» DATA ENTRIES:
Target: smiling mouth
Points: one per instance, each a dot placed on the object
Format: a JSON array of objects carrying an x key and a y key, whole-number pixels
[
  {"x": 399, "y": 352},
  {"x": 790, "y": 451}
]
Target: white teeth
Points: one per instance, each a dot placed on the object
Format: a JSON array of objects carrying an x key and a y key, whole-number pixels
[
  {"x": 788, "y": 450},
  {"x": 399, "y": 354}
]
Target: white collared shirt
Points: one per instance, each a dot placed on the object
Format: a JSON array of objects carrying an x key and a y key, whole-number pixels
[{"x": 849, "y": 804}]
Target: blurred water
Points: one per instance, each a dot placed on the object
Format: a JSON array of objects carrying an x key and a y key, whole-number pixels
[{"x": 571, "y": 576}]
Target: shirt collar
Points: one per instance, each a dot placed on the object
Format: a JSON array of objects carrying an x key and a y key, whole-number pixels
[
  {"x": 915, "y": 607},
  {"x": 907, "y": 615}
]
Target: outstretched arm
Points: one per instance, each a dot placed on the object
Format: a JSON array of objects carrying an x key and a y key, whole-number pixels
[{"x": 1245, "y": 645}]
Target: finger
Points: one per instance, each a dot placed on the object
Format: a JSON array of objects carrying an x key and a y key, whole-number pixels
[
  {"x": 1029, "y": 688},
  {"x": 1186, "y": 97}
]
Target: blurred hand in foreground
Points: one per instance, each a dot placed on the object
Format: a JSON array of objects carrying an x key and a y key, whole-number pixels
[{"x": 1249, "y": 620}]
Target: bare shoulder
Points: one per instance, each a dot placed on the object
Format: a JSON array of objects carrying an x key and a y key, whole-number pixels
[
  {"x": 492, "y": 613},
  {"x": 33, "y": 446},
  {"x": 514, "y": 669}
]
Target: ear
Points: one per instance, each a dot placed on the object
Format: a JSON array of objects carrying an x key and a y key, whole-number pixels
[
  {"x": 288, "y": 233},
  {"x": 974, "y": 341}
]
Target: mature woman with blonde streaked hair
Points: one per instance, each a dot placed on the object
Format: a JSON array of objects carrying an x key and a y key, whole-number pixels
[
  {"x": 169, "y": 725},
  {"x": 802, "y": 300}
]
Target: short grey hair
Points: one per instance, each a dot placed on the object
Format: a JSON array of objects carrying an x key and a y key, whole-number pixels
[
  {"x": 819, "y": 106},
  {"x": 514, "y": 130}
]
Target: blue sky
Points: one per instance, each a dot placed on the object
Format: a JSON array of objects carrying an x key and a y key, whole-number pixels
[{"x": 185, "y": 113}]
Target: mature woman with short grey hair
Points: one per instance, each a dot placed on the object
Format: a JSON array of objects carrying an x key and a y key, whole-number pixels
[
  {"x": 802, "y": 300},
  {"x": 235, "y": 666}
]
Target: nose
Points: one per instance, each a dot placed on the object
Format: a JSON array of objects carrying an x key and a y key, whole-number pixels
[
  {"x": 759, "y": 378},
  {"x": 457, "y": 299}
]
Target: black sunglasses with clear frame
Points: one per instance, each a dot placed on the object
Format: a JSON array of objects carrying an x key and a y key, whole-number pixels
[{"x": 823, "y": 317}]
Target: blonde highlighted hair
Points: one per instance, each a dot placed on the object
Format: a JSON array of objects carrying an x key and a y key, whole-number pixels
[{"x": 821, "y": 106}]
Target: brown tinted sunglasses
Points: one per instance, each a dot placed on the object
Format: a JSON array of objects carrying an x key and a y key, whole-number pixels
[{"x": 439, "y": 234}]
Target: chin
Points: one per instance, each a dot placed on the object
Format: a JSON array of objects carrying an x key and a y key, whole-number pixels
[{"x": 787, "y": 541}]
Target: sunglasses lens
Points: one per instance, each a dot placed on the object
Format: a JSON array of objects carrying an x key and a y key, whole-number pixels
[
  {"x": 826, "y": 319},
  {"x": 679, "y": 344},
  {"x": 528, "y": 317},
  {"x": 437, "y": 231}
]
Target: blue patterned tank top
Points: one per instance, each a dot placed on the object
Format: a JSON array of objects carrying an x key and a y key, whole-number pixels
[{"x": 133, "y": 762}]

» YOUR TASK: Reproduce each entry word for word.

» COMPLETED EXERCISE:
Target: smiling mouth
Points: one per instance, each a dot placed on the object
Format: a JSON array of objects carrying an x key and a y key, whole-number pixels
[
  {"x": 399, "y": 352},
  {"x": 790, "y": 451}
]
Target: white teeth
Points: one per instance, each a dot placed on the object
Format: a JSON array of objects carrying an x key and a y key, whole-number pixels
[
  {"x": 788, "y": 450},
  {"x": 399, "y": 354}
]
Target: white collared shirt
Points: one per instance, each a dot placed on the object
Format: a JSON array of objects carrying an x key and a y key, whole-number pixels
[{"x": 849, "y": 804}]
Target: blurred water
Points: one per instance, each a dot placed on the object
Format: a JSON array of objects carrying an x key and a y key, whole-number pixels
[{"x": 571, "y": 576}]
Target: shirt collar
Points: one per instance, each a dot placed on the object
Format: a JSON array of objects carrying an x key and a y key, whole-number pixels
[
  {"x": 915, "y": 607},
  {"x": 907, "y": 615}
]
Target: outstretched arm
Points: one per instance, each a dot placed on the object
Format: a JSON array of objects carrying an x key and a y key, whole-number pixels
[{"x": 1245, "y": 645}]
Target: finger
Points: one per instance, each a dot placed on the object
Format: a JSON array of objects carrying an x key and a y key, whole-number pixels
[
  {"x": 1029, "y": 688},
  {"x": 1186, "y": 97}
]
Target: blurred hand in foreground
Points: one per instance, each a dot placed on the object
Format: a JSON array of objects carrying an x key and a y key, whole-number pixels
[{"x": 1249, "y": 620}]
Target: bare shoulder
Points: one per instance, each a dot placed on the object
Format: a JSON array of objects carrying an x key and a y key, whole-number pixels
[
  {"x": 492, "y": 613},
  {"x": 33, "y": 446},
  {"x": 514, "y": 669}
]
Target: ear
Points: one per instance, each a dot placed on the object
Format: a JSON array of objects carrying an x key and a y key, whole-number pixels
[
  {"x": 288, "y": 233},
  {"x": 974, "y": 341}
]
Target: mature woman with blonde streaked hair
Points: one per instance, each a dot placed on the object
Format: a JSON array of objects carrying an x key and a y key, whole-number pixels
[
  {"x": 169, "y": 725},
  {"x": 802, "y": 300}
]
Target: short grey hair
Points: one per instance, each a dot placed on the object
Format: a JSON array of objects carrying an x key and a y key, whole-number pixels
[
  {"x": 819, "y": 106},
  {"x": 514, "y": 130}
]
Target: blue sky
Points: one per instance, each a dot placed on the object
Format: a JSON array of objects carrying an x key and a y key, whole-number pixels
[{"x": 185, "y": 113}]
Target: mature woman with short grey hair
Points: one per instance, each a dot placed on the object
Format: a JSON array of objects carrying an x key and a y key, whole-number pixels
[
  {"x": 802, "y": 300},
  {"x": 235, "y": 666}
]
Target: nose
Points: one per instance, each a dot placed on the object
Format: a JSON array of objects carrying an x key and a y key, whole-number pixels
[
  {"x": 759, "y": 378},
  {"x": 457, "y": 299}
]
Target: black sunglasses with clear frame
Points: one per instance, each a dot placed on the object
Format: a JSON array of objects carrying an x key and a y key, whole-number pixels
[{"x": 823, "y": 317}]
Target: blonde highlighted hair
Points: one per instance, each a dot placed on the object
Format: a JSON array of objects carrying an x key and a y key, whole-number pixels
[{"x": 821, "y": 106}]
Target: brown tinted sunglasses
Points: one per instance, each a dot placed on the object
Format: a JSON array of objects carrying an x key and a y key, whole-number pixels
[{"x": 439, "y": 234}]
Target: chin
Points: one per instance, each a dot placed on the object
Format: a JSON array of objects carrying an x key and a y key, whole-number pixels
[{"x": 787, "y": 541}]
Target: sunglasses lens
Points: one per instance, each a dot placed on the object
Format: a JSON array of objects carrying an x key and a y key, whole-number pixels
[
  {"x": 826, "y": 319},
  {"x": 679, "y": 344},
  {"x": 528, "y": 317},
  {"x": 437, "y": 231}
]
Target: blue patterned tank top
Points: one per instance, each a dot placed on the object
Format: a JSON array of objects carrying an x key and a y key, whole-number pixels
[{"x": 133, "y": 762}]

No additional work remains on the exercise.